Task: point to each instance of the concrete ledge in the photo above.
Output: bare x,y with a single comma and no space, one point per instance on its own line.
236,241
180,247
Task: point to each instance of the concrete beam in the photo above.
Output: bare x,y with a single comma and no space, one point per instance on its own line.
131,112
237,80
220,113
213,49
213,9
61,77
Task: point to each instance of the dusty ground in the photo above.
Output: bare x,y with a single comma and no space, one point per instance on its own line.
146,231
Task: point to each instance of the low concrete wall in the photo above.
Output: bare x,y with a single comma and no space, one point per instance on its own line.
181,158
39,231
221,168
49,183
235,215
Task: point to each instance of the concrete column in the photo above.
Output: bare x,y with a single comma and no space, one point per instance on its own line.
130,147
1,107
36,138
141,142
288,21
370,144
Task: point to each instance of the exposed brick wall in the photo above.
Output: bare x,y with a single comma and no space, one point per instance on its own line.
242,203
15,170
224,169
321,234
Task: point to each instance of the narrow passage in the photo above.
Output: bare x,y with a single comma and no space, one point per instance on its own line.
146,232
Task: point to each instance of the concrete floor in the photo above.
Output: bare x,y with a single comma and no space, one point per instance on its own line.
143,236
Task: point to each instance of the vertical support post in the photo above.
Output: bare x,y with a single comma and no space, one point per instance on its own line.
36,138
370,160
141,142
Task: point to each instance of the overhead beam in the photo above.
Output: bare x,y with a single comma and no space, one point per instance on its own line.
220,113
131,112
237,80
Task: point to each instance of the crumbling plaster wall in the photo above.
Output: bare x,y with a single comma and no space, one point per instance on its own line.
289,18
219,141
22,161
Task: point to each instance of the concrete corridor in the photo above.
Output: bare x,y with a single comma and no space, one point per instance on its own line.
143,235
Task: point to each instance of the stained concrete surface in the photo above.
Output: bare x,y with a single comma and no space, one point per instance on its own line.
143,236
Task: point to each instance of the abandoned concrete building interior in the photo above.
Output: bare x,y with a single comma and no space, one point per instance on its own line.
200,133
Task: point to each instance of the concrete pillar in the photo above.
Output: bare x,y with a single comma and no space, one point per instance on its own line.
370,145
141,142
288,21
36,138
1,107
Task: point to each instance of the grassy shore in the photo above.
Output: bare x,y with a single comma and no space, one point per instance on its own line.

----

# Work to be completed
Reproduce the material above exactly, beginning at its first line and ending with the line that holds "Task: point to each instance of the dusty". Include nothing else.

# Reply to the exercise
Task: point to each instance of the concrete ledge in the photo above.
Output: bare x,y with a single comma and no space, one point per instance on its own line.
236,241
180,247
Task: point to each instance of the concrete beam in the photo above.
Output: bare x,y with a single comma and no space, one point per instance on its own line.
131,112
237,80
220,113
213,49
213,9
61,77
Task: point to each instance of the dusty ground in the photo above.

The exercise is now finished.